## SUPPLIED TEXT
[start]
Those are all part of the problem, too.

Another timely one for this week, but this one is shorter than our usual fare. But that doesn’t mean it’s no less important or hard-hitting.

I’ve always believed that the U.S. and Israel’s aggression in West Asia (as with all wars) has been driven in large part by money. There seems to be consensus online that Trump is a massive idiot and doesn’t know what he’s doing in Iran. I don’t disagree, but I also think that that’s not a useful viewpoint to hold—we’d all be better equipped to understand the conflict (and hopefully find a way out of it) if we saw it as part of an overall strategy to intentionally sow confusion and tank the markets so that they’re easier to manipulate.

Stories like these back my conviction. This one in particular focuses on betting markets, but I think there’s much more to dig and uncover in the stock market. Hopefully some skilled journalist is actually looking at the noise and considering it as part of a larger political maneuver from the U.S. government.

I’m finding out that I also have a weak spot for maritime stories. And across that entire subgenre, this one stands out as among the classics.

Part of what makes this story compelling is that it tiptoes around a massive blind spot, which you’ll understand once you read it. And as a reporter myself, I know that working around such a massive unknown forces you to be creative in finding ways to piece your story together. This article does that and goes far beyond: The storytelling was expertly executed, so much so that I didn’t really notice until a second readthrough that there were big write-arounds.
[end]
## DATA ENTRIES
[start]
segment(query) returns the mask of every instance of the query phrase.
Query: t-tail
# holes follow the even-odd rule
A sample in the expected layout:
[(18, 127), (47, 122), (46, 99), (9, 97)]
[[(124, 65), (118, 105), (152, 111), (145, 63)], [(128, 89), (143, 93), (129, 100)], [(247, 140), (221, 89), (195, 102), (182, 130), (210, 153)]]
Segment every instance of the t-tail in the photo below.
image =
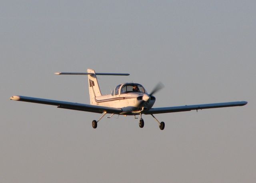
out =
[(105, 76), (129, 76), (130, 74), (123, 73), (95, 73), (92, 69), (87, 69), (87, 72), (56, 72), (57, 75), (88, 75), (88, 84), (89, 86), (89, 94), (90, 95), (90, 103), (96, 105), (95, 97), (101, 96), (101, 92), (97, 80), (97, 75)]
[(94, 70), (88, 69), (87, 73), (92, 74), (88, 74), (88, 84), (89, 86), (89, 94), (90, 95), (90, 103), (91, 104), (96, 105), (95, 97), (101, 96), (100, 89), (98, 82), (95, 72)]

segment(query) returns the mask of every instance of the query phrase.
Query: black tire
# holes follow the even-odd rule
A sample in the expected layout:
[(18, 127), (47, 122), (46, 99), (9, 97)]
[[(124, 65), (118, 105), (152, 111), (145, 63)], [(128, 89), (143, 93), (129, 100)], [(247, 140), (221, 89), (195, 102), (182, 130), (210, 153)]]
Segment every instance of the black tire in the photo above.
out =
[(160, 123), (160, 125), (159, 125), (159, 128), (161, 130), (162, 130), (164, 129), (164, 126), (165, 125), (164, 124), (164, 122), (163, 121), (162, 121)]
[(96, 120), (93, 120), (92, 123), (92, 125), (93, 128), (96, 128), (97, 127), (97, 121)]
[(143, 128), (144, 126), (144, 120), (143, 119), (140, 119), (140, 122), (139, 122), (139, 126), (140, 127)]

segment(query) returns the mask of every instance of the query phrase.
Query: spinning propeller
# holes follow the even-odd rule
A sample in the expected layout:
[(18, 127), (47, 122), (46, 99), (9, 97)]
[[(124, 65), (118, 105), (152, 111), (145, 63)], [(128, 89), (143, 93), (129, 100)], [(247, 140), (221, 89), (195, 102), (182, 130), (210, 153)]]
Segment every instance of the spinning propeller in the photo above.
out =
[(143, 95), (143, 96), (142, 97), (142, 100), (146, 102), (148, 102), (150, 98), (152, 97), (153, 94), (162, 89), (164, 87), (164, 84), (163, 84), (161, 82), (159, 82), (157, 84), (156, 86), (155, 86), (152, 92), (151, 92), (150, 94), (145, 94)]

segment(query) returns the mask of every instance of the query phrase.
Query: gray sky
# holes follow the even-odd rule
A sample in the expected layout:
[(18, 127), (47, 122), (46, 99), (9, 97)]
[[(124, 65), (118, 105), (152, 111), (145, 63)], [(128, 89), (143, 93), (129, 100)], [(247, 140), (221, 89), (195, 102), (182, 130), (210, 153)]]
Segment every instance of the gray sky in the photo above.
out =
[[(256, 179), (255, 1), (4, 1), (0, 6), (0, 182), (241, 183)], [(242, 107), (150, 116), (10, 101), (88, 103), (133, 81), (154, 107), (245, 100)]]

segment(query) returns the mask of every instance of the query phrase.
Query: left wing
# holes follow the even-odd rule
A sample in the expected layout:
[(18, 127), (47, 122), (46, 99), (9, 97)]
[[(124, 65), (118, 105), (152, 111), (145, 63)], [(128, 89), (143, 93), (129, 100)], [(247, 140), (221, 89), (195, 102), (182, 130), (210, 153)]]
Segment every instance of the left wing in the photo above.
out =
[(225, 107), (226, 107), (241, 106), (247, 104), (246, 101), (233, 101), (222, 103), (208, 103), (206, 104), (193, 105), (182, 106), (168, 107), (152, 108), (148, 111), (143, 111), (145, 114), (159, 114), (171, 112), (189, 111), (191, 110), (199, 110), (212, 108)]
[(122, 111), (120, 108), (108, 107), (107, 107), (84, 104), (82, 103), (49, 100), (33, 97), (24, 97), (23, 96), (13, 96), (10, 99), (19, 101), (27, 101), (34, 103), (51, 105), (58, 106), (58, 108), (67, 109), (78, 111), (86, 111), (97, 113), (110, 113), (119, 114)]

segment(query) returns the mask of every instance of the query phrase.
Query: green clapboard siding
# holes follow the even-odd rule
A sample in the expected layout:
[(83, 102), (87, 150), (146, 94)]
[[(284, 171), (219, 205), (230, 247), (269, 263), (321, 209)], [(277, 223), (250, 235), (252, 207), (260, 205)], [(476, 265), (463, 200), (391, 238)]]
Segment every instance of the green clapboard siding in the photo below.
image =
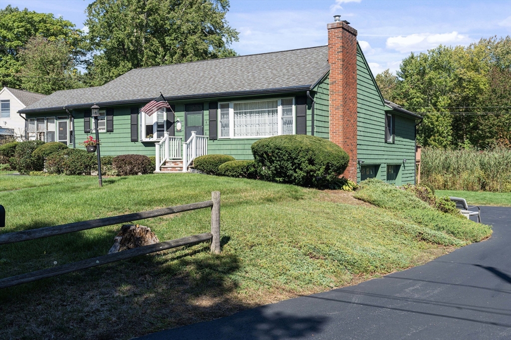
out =
[[(367, 61), (360, 48), (357, 49), (358, 101), (357, 157), (363, 165), (379, 166), (376, 177), (386, 180), (387, 166), (399, 166), (397, 185), (415, 180), (415, 124), (413, 119), (399, 113), (394, 114), (394, 143), (385, 142), (385, 107)], [(406, 160), (405, 163), (403, 160)], [(359, 166), (358, 180), (360, 180)]]
[[(330, 130), (329, 74), (316, 85), (314, 95), (314, 136), (328, 139)], [(308, 112), (308, 114), (310, 114)]]

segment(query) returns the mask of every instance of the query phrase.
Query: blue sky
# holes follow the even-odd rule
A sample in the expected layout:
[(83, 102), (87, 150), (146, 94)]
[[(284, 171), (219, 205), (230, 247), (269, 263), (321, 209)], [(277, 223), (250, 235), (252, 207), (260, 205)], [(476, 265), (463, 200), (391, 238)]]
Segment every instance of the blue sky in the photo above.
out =
[[(10, 4), (53, 13), (81, 29), (91, 2), (0, 0), (0, 8)], [(375, 75), (386, 68), (395, 71), (412, 51), (511, 35), (511, 0), (231, 0), (227, 19), (240, 32), (232, 47), (243, 55), (326, 45), (334, 14), (357, 30)]]

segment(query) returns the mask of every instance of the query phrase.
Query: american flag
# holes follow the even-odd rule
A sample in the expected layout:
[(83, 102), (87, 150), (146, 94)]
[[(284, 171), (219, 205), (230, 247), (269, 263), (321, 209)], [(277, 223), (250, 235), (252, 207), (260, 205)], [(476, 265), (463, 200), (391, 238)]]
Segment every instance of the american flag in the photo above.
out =
[[(154, 100), (151, 100), (146, 104), (146, 106), (142, 108), (142, 111), (148, 116), (151, 116), (160, 109), (166, 108), (170, 109), (170, 106), (165, 100), (165, 97), (163, 96), (161, 92), (158, 97), (155, 98)], [(172, 109), (171, 109), (172, 110)]]

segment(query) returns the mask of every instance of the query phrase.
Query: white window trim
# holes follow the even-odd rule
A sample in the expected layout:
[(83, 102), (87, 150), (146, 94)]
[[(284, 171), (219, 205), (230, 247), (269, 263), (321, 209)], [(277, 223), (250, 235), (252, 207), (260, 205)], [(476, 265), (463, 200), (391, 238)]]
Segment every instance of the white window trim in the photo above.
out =
[[(167, 133), (167, 109), (164, 108), (163, 109), (163, 122), (164, 122), (164, 136), (165, 137), (165, 134)], [(157, 115), (158, 111), (156, 111), (153, 115)], [(140, 112), (140, 141), (141, 142), (159, 142), (164, 139), (164, 137), (161, 138), (155, 138), (154, 134), (153, 134), (153, 138), (146, 138), (145, 137), (143, 138), (142, 136), (145, 136), (146, 135), (146, 113)], [(154, 130), (153, 130), (154, 132)]]
[[(295, 103), (294, 97), (283, 97), (282, 98), (267, 98), (262, 99), (245, 100), (235, 100), (233, 101), (221, 101), (219, 102), (217, 108), (217, 125), (218, 125), (218, 139), (261, 139), (261, 138), (267, 138), (271, 137), (273, 136), (238, 136), (234, 137), (234, 104), (238, 102), (247, 102), (252, 101), (267, 101), (268, 100), (277, 100), (277, 133), (274, 136), (281, 136), (282, 135), (282, 99), (292, 99), (293, 100), (293, 135), (296, 134), (296, 105)], [(221, 137), (222, 134), (221, 124), (220, 124), (220, 105), (221, 104), (229, 104), (229, 136)]]

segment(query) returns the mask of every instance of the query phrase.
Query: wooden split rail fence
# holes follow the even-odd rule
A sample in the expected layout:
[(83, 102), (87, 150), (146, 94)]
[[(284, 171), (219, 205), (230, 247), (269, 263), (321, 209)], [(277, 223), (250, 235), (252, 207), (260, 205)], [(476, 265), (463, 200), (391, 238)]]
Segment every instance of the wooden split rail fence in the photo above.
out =
[(212, 192), (211, 201), (0, 234), (0, 245), (8, 244), (209, 207), (211, 207), (211, 232), (204, 232), (197, 235), (159, 242), (113, 254), (88, 258), (67, 265), (6, 277), (0, 279), (0, 289), (56, 276), (93, 267), (97, 267), (141, 255), (146, 255), (157, 251), (200, 242), (211, 241), (212, 252), (219, 254), (220, 252), (220, 193), (219, 191)]

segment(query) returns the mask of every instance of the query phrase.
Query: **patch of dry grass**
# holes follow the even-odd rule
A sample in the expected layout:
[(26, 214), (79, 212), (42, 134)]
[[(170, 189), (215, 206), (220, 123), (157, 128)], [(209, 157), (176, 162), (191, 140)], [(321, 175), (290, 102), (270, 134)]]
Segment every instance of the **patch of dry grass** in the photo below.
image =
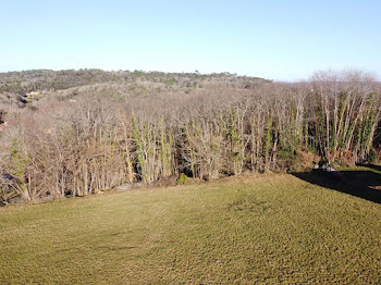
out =
[(381, 283), (381, 205), (293, 175), (0, 209), (3, 284)]

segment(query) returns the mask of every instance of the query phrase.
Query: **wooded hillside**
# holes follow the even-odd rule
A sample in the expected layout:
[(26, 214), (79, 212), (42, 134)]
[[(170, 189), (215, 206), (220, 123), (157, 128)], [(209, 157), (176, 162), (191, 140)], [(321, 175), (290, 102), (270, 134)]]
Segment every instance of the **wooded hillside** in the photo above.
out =
[(380, 85), (364, 72), (290, 84), (30, 71), (1, 74), (0, 83), (3, 201), (380, 159)]

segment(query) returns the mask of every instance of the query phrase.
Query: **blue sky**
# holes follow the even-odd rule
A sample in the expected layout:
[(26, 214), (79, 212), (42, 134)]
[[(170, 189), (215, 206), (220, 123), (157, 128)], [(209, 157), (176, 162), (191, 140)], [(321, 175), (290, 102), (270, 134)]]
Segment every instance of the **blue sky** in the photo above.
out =
[(381, 1), (0, 0), (0, 72), (231, 72), (279, 80), (325, 69), (381, 76)]

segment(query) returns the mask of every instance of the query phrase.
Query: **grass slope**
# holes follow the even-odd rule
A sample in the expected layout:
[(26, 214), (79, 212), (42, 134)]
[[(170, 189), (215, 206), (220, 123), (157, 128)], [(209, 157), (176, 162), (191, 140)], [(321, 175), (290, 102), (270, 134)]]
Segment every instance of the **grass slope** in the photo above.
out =
[(0, 283), (378, 284), (380, 221), (380, 203), (287, 174), (14, 206)]

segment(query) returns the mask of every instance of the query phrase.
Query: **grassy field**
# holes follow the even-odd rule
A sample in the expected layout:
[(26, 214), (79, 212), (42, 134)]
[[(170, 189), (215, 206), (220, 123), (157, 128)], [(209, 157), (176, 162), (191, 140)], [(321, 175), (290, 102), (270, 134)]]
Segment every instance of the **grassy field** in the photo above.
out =
[[(381, 185), (377, 169), (352, 171)], [(247, 175), (2, 208), (0, 283), (380, 284), (381, 203), (346, 191), (352, 183), (310, 178)]]

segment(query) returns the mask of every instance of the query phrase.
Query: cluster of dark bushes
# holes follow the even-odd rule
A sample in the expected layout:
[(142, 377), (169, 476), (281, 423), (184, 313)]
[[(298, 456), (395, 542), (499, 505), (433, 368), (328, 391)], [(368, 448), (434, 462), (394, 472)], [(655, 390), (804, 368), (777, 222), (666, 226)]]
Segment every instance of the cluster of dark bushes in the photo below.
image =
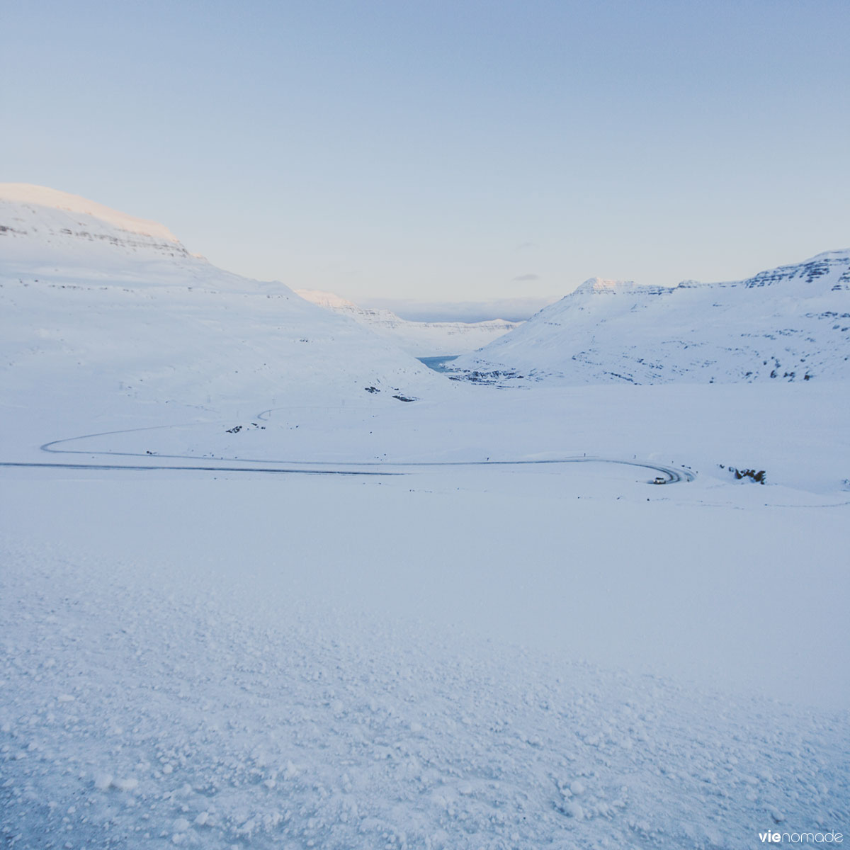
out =
[(759, 469), (757, 472), (755, 469), (739, 469), (736, 467), (725, 467), (722, 463), (718, 463), (717, 466), (721, 469), (728, 468), (729, 472), (740, 481), (741, 479), (751, 479), (753, 481), (757, 481), (759, 484), (766, 484), (768, 481), (768, 473), (763, 469)]

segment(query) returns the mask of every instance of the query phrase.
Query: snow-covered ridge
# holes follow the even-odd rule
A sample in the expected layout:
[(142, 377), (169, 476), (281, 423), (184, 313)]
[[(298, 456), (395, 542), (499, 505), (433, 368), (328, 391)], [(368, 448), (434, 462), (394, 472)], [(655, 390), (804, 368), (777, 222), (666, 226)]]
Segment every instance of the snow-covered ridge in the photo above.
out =
[(722, 283), (592, 278), (455, 366), (556, 382), (850, 380), (850, 250)]
[(284, 397), (421, 397), (445, 382), (282, 283), (190, 254), (161, 224), (39, 187), (6, 184), (0, 197), (7, 404), (259, 411)]
[[(26, 207), (44, 207), (65, 212), (95, 218), (104, 224), (118, 230), (137, 235), (150, 236), (164, 241), (179, 243), (178, 238), (164, 224), (144, 218), (137, 218), (103, 204), (82, 198), (78, 195), (62, 192), (46, 186), (35, 186), (28, 183), (0, 183), (0, 201), (8, 201)], [(4, 223), (3, 223), (4, 224)], [(84, 222), (81, 222), (84, 224)], [(3, 224), (0, 224), (3, 226)], [(5, 224), (10, 228), (10, 225)], [(13, 229), (14, 230), (14, 229)]]
[(408, 321), (390, 310), (360, 307), (333, 292), (297, 289), (296, 293), (320, 307), (350, 316), (415, 357), (468, 354), (518, 324), (503, 319), (480, 322)]

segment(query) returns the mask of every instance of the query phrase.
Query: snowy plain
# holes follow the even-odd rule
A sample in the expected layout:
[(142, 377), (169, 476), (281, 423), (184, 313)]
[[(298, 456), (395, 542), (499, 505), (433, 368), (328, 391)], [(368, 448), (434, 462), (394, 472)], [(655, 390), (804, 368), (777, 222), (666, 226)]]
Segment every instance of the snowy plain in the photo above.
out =
[(453, 382), (7, 195), (8, 846), (850, 832), (846, 382)]

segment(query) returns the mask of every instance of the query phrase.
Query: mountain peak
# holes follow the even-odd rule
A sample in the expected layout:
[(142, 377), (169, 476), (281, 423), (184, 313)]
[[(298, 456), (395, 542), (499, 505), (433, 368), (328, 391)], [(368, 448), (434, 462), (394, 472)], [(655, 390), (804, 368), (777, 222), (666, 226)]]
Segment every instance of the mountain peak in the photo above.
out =
[(110, 209), (78, 195), (62, 192), (47, 186), (29, 183), (0, 183), (0, 201), (25, 204), (29, 207), (46, 207), (77, 215), (91, 216), (110, 227), (143, 236), (150, 236), (168, 242), (179, 240), (165, 226), (156, 221), (137, 218), (118, 210)]
[(634, 280), (612, 280), (604, 277), (591, 277), (575, 292), (591, 295), (615, 295), (618, 292), (632, 292), (637, 286)]

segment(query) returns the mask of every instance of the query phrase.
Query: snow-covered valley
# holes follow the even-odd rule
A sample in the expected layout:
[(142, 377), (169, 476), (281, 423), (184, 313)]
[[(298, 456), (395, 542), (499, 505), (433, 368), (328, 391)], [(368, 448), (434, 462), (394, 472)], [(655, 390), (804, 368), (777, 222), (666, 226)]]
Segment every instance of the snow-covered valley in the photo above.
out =
[(850, 832), (844, 343), (809, 381), (451, 381), (43, 193), (0, 190), (10, 847)]
[(414, 357), (467, 354), (518, 325), (503, 319), (479, 322), (405, 321), (390, 310), (364, 309), (332, 292), (308, 289), (295, 292), (314, 304), (350, 316)]

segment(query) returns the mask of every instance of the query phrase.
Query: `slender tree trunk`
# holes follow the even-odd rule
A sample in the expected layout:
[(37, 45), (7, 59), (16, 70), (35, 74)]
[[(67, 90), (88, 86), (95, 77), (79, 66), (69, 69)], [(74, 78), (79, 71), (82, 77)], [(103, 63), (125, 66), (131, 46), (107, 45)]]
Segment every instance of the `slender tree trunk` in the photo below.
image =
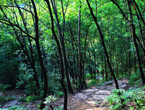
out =
[(144, 85), (145, 84), (145, 75), (143, 73), (143, 69), (142, 69), (142, 66), (141, 66), (139, 49), (138, 49), (138, 45), (137, 45), (137, 42), (136, 42), (136, 32), (135, 32), (135, 26), (133, 24), (133, 16), (132, 16), (132, 10), (131, 10), (131, 0), (128, 0), (128, 7), (129, 7), (129, 12), (130, 12), (130, 18), (132, 20), (131, 30), (132, 30), (133, 42), (134, 42), (135, 49), (136, 49), (137, 61), (138, 61), (138, 65), (139, 65), (139, 70), (140, 70), (140, 75), (141, 75), (141, 79), (142, 79), (142, 84)]
[(33, 5), (33, 9), (34, 9), (34, 13), (35, 13), (35, 42), (36, 42), (36, 48), (37, 48), (37, 52), (38, 52), (38, 57), (39, 57), (39, 62), (40, 62), (40, 66), (41, 66), (41, 74), (44, 78), (44, 93), (43, 93), (43, 98), (42, 98), (42, 102), (40, 105), (40, 109), (43, 109), (45, 107), (44, 101), (45, 98), (47, 97), (47, 92), (48, 92), (48, 81), (47, 81), (47, 73), (46, 73), (46, 69), (44, 67), (43, 64), (43, 58), (42, 58), (42, 53), (40, 50), (40, 44), (39, 44), (39, 27), (38, 27), (38, 16), (37, 16), (37, 9), (35, 6), (35, 3), (33, 0), (31, 0), (32, 5)]
[(64, 36), (62, 35), (62, 31), (61, 31), (61, 27), (60, 27), (60, 23), (59, 23), (59, 19), (58, 19), (58, 14), (57, 14), (57, 9), (56, 9), (56, 6), (55, 6), (55, 1), (52, 2), (52, 6), (53, 6), (54, 14), (55, 14), (55, 17), (56, 17), (56, 22), (57, 22), (59, 36), (60, 36), (60, 42), (61, 42), (62, 53), (63, 53), (62, 55), (63, 55), (64, 65), (65, 65), (65, 72), (66, 72), (66, 79), (67, 79), (67, 87), (68, 87), (68, 91), (70, 93), (73, 93), (73, 89), (72, 89), (72, 86), (71, 86), (71, 83), (70, 83), (70, 78), (69, 78), (69, 73), (68, 73), (68, 64), (67, 64), (67, 58), (66, 58), (66, 52), (65, 52)]
[(48, 5), (48, 9), (49, 9), (50, 17), (51, 17), (51, 25), (52, 25), (51, 30), (52, 30), (55, 42), (57, 44), (57, 49), (58, 49), (59, 56), (60, 56), (60, 70), (61, 70), (60, 71), (60, 74), (61, 74), (60, 83), (61, 83), (63, 93), (64, 93), (64, 108), (63, 108), (63, 110), (67, 110), (67, 89), (66, 89), (65, 84), (64, 84), (64, 79), (65, 79), (64, 68), (63, 68), (64, 64), (63, 64), (63, 56), (62, 56), (62, 52), (61, 52), (61, 46), (60, 46), (59, 40), (58, 40), (56, 33), (55, 33), (55, 30), (54, 30), (54, 21), (53, 21), (53, 15), (52, 15), (50, 3), (48, 0), (44, 0), (44, 1), (46, 1), (47, 5)]
[(100, 29), (100, 26), (99, 26), (99, 24), (98, 24), (98, 22), (97, 22), (97, 20), (96, 20), (96, 17), (94, 16), (94, 13), (93, 13), (93, 11), (92, 11), (92, 8), (91, 8), (91, 6), (90, 6), (89, 1), (88, 1), (88, 0), (86, 0), (86, 1), (87, 1), (87, 4), (88, 4), (88, 7), (89, 7), (89, 9), (90, 9), (91, 15), (92, 15), (92, 17), (93, 17), (93, 19), (94, 19), (94, 22), (95, 22), (95, 24), (96, 24), (96, 26), (97, 26), (97, 28), (98, 28), (98, 31), (99, 31), (99, 34), (100, 34), (100, 37), (101, 37), (101, 41), (102, 41), (102, 45), (103, 45), (103, 47), (104, 47), (104, 52), (105, 52), (105, 55), (106, 55), (106, 58), (107, 58), (107, 63), (108, 63), (108, 66), (109, 66), (111, 75), (113, 76), (114, 82), (115, 82), (115, 84), (116, 84), (116, 89), (119, 89), (117, 79), (116, 79), (116, 77), (115, 77), (114, 71), (113, 71), (113, 69), (112, 69), (112, 67), (111, 67), (111, 64), (110, 64), (110, 61), (109, 61), (109, 56), (108, 56), (108, 53), (107, 53), (107, 50), (106, 50), (106, 46), (105, 46), (105, 43), (104, 43), (104, 36), (103, 36), (103, 34), (102, 34), (102, 32), (101, 32), (101, 29)]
[end]
## TASKS TO CARRY OUT
1: What does the writer of the reading-recommendations text believe has largely driven the aggression of the U.S. and Israel in West Asia?
2: Summarize the reading-recommendations text in two sentences.
3: Continue the reading-recommendations text from where it stops.

## TASK-BY-TASK OUTPUTS
1: Money.

2: The writer recommends a story about betting markets that supports their view that the U.S. and Israel's aggression in West Asia is driven largely by money and may be part of a strategy to sow confusion and tank the markets so they are easier to manipulate. They also recommend a classic maritime story whose expert storytelling works around a massive blind spot so well that the writer noticed the big write-arounds only on a second reading.

3:
The narrative itself is also gripping, and more than once I found myself gasping out loud, much to the annoyance of the person beside me on the treadmill.

I’ll be honest: I expected much more from this story when I picked it out, and the setup was good enough to not just maintain but also raise the bar. And for a while, it seemed like the story was meeting these expectations that it set up for itself, but then somewhere along the way things started falling by the wayside.

Don’t get me wrong. This is a good story that’s still very much worth your time. The piece doesn’t just look at Madoff as this singular swindler, nor does it focus on his scam—there have been enough of articles like those. Instead, the story zooms out a bit and looks at the circles that Madoff moved in. His victims: The people and organizations that fell for his lure and lost their life’s savings. The writer presents a deeply nuanced and complex picture of (as the title says) Madoff’s world.

That said, I do think the fact that it’s so long worked against it, which isn’t something I usually say about longform stories. At some point, all the talk about wealth and money starts to feel overly gratuitous, and then it feels dragging. I enjoy myself a nice, interesting story about the super wealthy, but this one got old.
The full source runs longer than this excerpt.